- [Your task] Give back all of the data exactly as it stands, with the pictures removed.

- [Input data]

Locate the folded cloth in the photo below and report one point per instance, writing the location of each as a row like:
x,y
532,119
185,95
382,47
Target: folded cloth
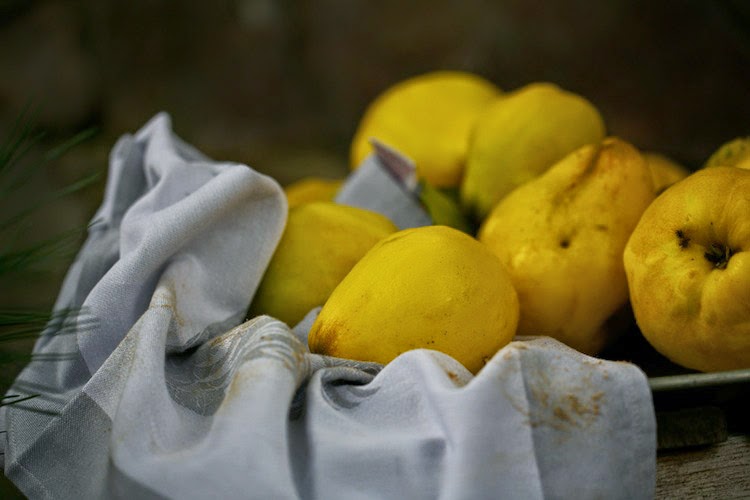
x,y
161,388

- [Answer section]
Locate the folded cloth in the photo below and report one point per instance, writing the location of each as a row like:
x,y
532,119
185,95
382,47
Target: folded cloth
x,y
161,388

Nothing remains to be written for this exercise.